### Task
Starting at the line that contains "Where can the deer" and continuing through the end of the records, write out every line again, requests included. In the answers, shift each x and y point coordinate by adding -108, and output only these lines.
-- Extracted information start --
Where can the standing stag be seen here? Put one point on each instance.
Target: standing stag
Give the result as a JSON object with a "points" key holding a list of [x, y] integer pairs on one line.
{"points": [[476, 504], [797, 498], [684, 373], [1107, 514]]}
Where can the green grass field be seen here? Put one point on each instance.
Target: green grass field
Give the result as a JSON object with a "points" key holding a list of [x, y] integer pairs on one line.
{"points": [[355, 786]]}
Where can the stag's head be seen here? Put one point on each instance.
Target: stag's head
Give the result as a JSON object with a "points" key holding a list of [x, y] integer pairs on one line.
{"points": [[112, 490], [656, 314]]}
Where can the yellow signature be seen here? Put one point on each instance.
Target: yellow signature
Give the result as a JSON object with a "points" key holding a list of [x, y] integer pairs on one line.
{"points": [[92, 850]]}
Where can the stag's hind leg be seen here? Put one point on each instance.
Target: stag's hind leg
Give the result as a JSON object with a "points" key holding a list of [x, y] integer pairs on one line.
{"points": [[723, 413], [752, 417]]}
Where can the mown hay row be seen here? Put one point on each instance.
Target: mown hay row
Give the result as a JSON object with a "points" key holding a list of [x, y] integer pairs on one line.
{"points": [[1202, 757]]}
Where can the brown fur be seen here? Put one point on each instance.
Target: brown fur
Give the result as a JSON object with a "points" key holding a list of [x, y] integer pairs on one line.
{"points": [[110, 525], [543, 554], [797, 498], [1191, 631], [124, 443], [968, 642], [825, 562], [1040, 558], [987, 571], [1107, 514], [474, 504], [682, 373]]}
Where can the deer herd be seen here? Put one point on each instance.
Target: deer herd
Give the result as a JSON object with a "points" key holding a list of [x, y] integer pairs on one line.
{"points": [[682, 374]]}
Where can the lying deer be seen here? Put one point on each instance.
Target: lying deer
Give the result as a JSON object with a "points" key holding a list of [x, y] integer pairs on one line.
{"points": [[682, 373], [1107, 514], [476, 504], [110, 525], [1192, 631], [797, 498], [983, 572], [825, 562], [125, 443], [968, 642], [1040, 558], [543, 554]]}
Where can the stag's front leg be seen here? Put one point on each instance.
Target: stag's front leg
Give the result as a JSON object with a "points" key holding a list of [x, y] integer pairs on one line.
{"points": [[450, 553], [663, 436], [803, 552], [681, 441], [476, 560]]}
-- Extracted information end --
### Reply to the exercise
Where can the deer herd be seen here? Put one point on each instance.
Target: deer herd
Give the result as a JSON object with a "points" key holding a list of [x, y] integer pairs on one line.
{"points": [[574, 266]]}
Where can the lying deer be seen here? Put one point on each instance.
Target: lying deer
Give the result as a JSON object with a "points" key holding a list of [x, y] integer pairs on one line.
{"points": [[574, 265], [999, 406], [368, 396], [2, 417], [1084, 523], [689, 390], [875, 464], [717, 454], [17, 335], [860, 534], [932, 450], [435, 446]]}
Where can the stag's front leg be seen here? Put one point on each instance.
Target: stag's front leg
Give the result as a JSON object with a "points" key holding a list of [x, y] integer pairs on one line.
{"points": [[342, 445], [555, 328], [695, 444], [573, 333], [368, 452]]}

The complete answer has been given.